++++ TEXT ++++

While the seaside is the favorite destination of European travelers at 63 percent, the most sought after for U.S. travelers this summer will be urban locations at 46 percent. For Americans, the beach ranked number two on the list at 43 percent followed by the mountains (46%), the countryside (24%), and touring (23%). Spain ranked as the highest in terms of European countries where travelers showed a penchant for urban travel at 43 percent, an increase of 16 percentage points over 2016. For Americans, Paris ranked as the top city that travelers wished to visit at least once in their lives, with New York City and London tying for second. For Europeans, the top choice was New York City with Paris and Rome rounding out the top three.  

During vacation, Americans are the most connected to their work – with only 40 percent saying they will completely unplug, 21 percent will monitor email but not respond, and 7 percent will continue to answer email and respond to calls. Europeans are significantly better with 68 percent saying they will unplug, but that is down five percentage points from last year. 

Hotel stays are still the most popular form of lodging amongst Americans (57%) and Europeans (47%) alike. However, other types of accommodations are becoming more popular with travelers. Americans are more likely to seek out free-of-charge options like staying with friends or family at 32 percent, compared to 22 percent of Europeans. However, Americans are less likely to use person-to-person rentals or exchanges at just 18 percent. This form of accommodation is second behind hotels for Europeans at 35 percent and, is actually the most preferred lodging for the French at 42 percent - the only group for which hotels are not the number one option. 

Within the rental/exchange segment, there are some differences by country. The French are the most interested in rentals of a private house or apartment from an individual, but are significantly less interested in renting a room in a private home or being part of a home exchange. Brazilians are the most likely to rent a single room in a house at 34 percent and Americans and the Swiss are tied in terms of utilizing home exchanges (19%).

++++ DATASET EXTRACT ++++

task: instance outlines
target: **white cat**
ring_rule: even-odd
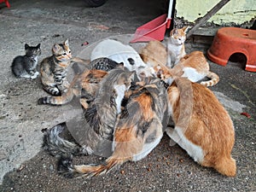
[[[129,71],[136,71],[138,79],[154,76],[152,67],[146,65],[139,54],[130,45],[113,39],[100,42],[92,50],[90,61],[107,57],[116,62],[123,62]]]

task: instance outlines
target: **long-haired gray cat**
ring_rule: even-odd
[[[40,44],[37,46],[25,44],[25,55],[16,56],[11,65],[13,73],[16,78],[36,79],[39,74],[37,72],[38,57],[41,54]]]

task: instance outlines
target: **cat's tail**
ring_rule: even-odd
[[[50,104],[50,105],[63,105],[72,101],[74,94],[73,89],[68,89],[67,92],[63,96],[44,96],[38,100],[39,105]]]
[[[73,57],[71,59],[71,61],[72,62],[79,62],[79,63],[82,63],[82,64],[85,64],[85,65],[88,65],[90,63],[90,60],[84,60],[84,59],[82,59],[79,57]]]
[[[63,155],[63,154],[87,154],[84,150],[79,144],[69,142],[61,138],[59,135],[67,128],[66,123],[59,124],[51,129],[43,131],[44,132],[44,143],[43,148],[49,151],[50,154]]]
[[[221,174],[235,177],[236,172],[236,160],[232,157],[224,157],[217,162],[214,168]]]
[[[104,173],[108,173],[110,170],[121,166],[127,160],[124,158],[114,158],[113,156],[108,158],[103,164],[100,165],[79,165],[72,166],[69,165],[66,166],[66,171],[68,171],[69,173],[78,174],[79,177],[91,177],[95,176],[99,176]],[[63,166],[65,160],[59,162]],[[67,172],[66,172],[67,173]]]
[[[216,84],[218,84],[218,82],[219,81],[218,75],[214,73],[213,72],[209,71],[208,73],[207,74],[207,77],[211,79],[211,80],[201,82],[201,84],[206,87],[213,86]]]

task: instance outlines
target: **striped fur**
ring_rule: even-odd
[[[71,62],[88,63],[88,61],[72,57],[67,39],[63,44],[55,44],[52,52],[51,56],[44,58],[41,62],[41,82],[46,92],[52,96],[61,96],[69,87],[67,73]]]
[[[101,165],[80,165],[69,171],[92,177],[123,163],[147,156],[160,143],[167,119],[167,95],[164,84],[154,79],[130,95],[114,128],[113,154]],[[163,123],[163,124],[162,124]]]
[[[61,96],[45,96],[38,99],[38,104],[62,105],[72,101],[73,96],[80,96],[80,102],[84,108],[88,108],[87,101],[93,100],[99,83],[108,74],[102,70],[86,69],[74,77],[67,91]]]
[[[75,119],[73,124],[73,127],[67,126],[75,140],[79,141],[79,145],[59,137],[63,128],[55,126],[44,134],[44,148],[51,154],[58,155],[93,153],[108,157],[111,154],[117,108],[120,105],[118,102],[121,102],[118,98],[124,96],[125,90],[129,89],[131,85],[133,76],[134,73],[132,72],[116,68],[110,71],[99,83],[95,99],[87,108],[84,108],[84,119],[81,122]],[[80,131],[81,134],[76,136],[73,134],[73,131]]]
[[[177,78],[168,88],[168,98],[175,128],[169,128],[167,135],[200,165],[234,177],[234,126],[214,94],[200,84]]]

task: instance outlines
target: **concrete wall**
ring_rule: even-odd
[[[177,0],[177,17],[189,22],[204,16],[220,0]],[[256,18],[256,0],[230,0],[208,21],[241,24]]]

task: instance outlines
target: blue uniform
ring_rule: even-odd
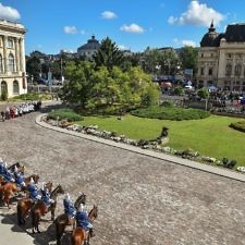
[[[76,224],[77,226],[85,229],[85,231],[88,231],[90,228],[93,228],[91,223],[88,222],[88,217],[86,211],[77,211]]]
[[[22,173],[14,172],[15,182],[19,186],[24,187],[25,186],[25,177]]]
[[[53,203],[47,188],[41,191],[41,200],[46,204],[46,206],[50,206]]]
[[[39,195],[39,189],[37,188],[35,184],[29,184],[28,192],[29,192],[30,199],[33,200],[40,199],[41,196]]]
[[[72,204],[72,201],[69,199],[64,199],[63,205],[64,205],[64,213],[68,215],[70,218],[74,218],[76,215],[76,209]]]

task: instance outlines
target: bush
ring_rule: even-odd
[[[231,123],[230,127],[236,130],[236,131],[241,131],[245,133],[245,121],[240,121],[236,123]]]
[[[183,109],[174,107],[148,107],[131,111],[131,114],[139,118],[161,119],[161,120],[197,120],[210,115],[209,112],[197,109]]]
[[[1,94],[1,100],[7,100],[8,99],[8,93],[5,89],[2,90],[2,94]]]
[[[83,120],[83,117],[75,113],[72,109],[53,110],[47,115],[47,119],[57,120],[58,118],[59,120],[68,120],[68,122],[75,122]]]

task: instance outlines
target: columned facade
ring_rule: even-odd
[[[245,24],[217,33],[213,24],[200,41],[197,86],[245,93]]]
[[[27,93],[24,35],[22,24],[0,20],[0,96]]]

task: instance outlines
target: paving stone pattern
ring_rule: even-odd
[[[50,131],[35,124],[37,115],[0,122],[0,157],[61,184],[73,200],[87,194],[88,209],[99,208],[91,245],[245,244],[244,183]],[[16,219],[12,207],[0,211]],[[50,213],[40,229],[36,241],[56,244]]]

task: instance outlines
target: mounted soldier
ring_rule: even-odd
[[[76,225],[83,228],[86,232],[89,232],[90,237],[95,236],[93,224],[88,221],[88,213],[83,204],[81,204],[76,212]]]
[[[63,206],[64,206],[64,213],[68,215],[69,219],[74,218],[76,215],[76,209],[74,207],[74,204],[71,201],[69,193],[65,195],[65,198],[63,199]]]
[[[7,182],[15,182],[13,174],[11,173],[10,170],[8,170],[8,164],[7,162],[2,162],[0,164],[0,174],[3,176],[4,181]]]
[[[22,174],[21,172],[19,172],[17,167],[14,167],[14,179],[15,179],[15,183],[22,188],[25,188],[25,177],[24,174]]]
[[[39,189],[37,185],[35,184],[33,177],[30,179],[29,185],[28,185],[28,192],[29,192],[29,198],[34,201],[40,200],[41,195],[39,194]]]
[[[49,192],[48,186],[46,186],[44,182],[42,182],[42,186],[41,186],[41,200],[45,203],[45,205],[47,207],[49,207],[51,204],[54,203],[54,200],[51,199],[51,197],[50,197],[50,192]]]

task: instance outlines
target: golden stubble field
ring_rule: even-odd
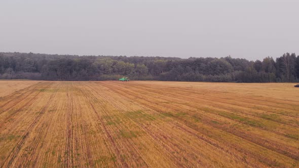
[[[0,167],[297,167],[293,85],[0,81]]]

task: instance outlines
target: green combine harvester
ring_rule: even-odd
[[[128,78],[127,78],[127,77],[122,77],[119,79],[119,81],[129,81],[130,80],[130,79],[129,79]]]

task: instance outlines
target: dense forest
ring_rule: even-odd
[[[79,56],[0,53],[0,78],[50,80],[131,79],[269,82],[299,81],[299,56],[274,60],[225,58]]]

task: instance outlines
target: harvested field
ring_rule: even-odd
[[[0,98],[0,167],[298,167],[293,86],[36,82]]]
[[[26,88],[39,82],[33,80],[0,80],[0,98]]]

++++

WHAT IS BEING ASKED
Could you resume the summer travel survey text, carrying it on from its last sentence?

RESULT OF THIS EXERCISE
New travel practices that are more in touch with nature are also becoming more en vogue, according to the report. Americans are more likely to engage in these types of adventures than their European counterparts across the board. Camping is the most popular activity for both demographics with 48 percent of Americans and 23 percent of Europeans having slept in a tent under the stars. Additionally, 40 percent of Americans have slept in a cabin (vs. 18% of Europeans) and 20 percent have gone on an eco-tourism trip designed to explore nature while minimizing harmful human impacts (vs. 13% of Europeans). 

Along the same lines, Americans and Brazilians are a bit more adventurous when it comes to alternative lodging choices not involving nature. For Brazilians, the practice of staying in a local’s home while travelling is widely accepted as 41 percent have done so compared to 30 percent of Americans and 24 percent of Europeans. The same hierarchy holds true for hosting travelers in their own homes, with 18 percent of Brazilians, 14 percent of Americans and just 7 percent of Europeans having engaged in that practice. 

Checking online reviews has become common practice among travelers on both sides of the pond. For Americans and Europeans (both 31%), online peer reviews are now the third most important factor when it comes to choosing vacation lodging. For Americans, the number one determining factor when selecting lodging is the location, while for Europeans prize value and price. Amenities and pictures of the place rank four and five respectively for both demographic segments.

Carnicelli said, “The majority of Americans going on summer vacation this year will have travel insurance for things like lost or stolen baggage (59%), medical coverage for themselves or family (69%), vehicle breakdowns (70%), or a transportation accident (64%). Interestingly, the most common reason given for not buying travel insurance was that they didn’t think to do so.”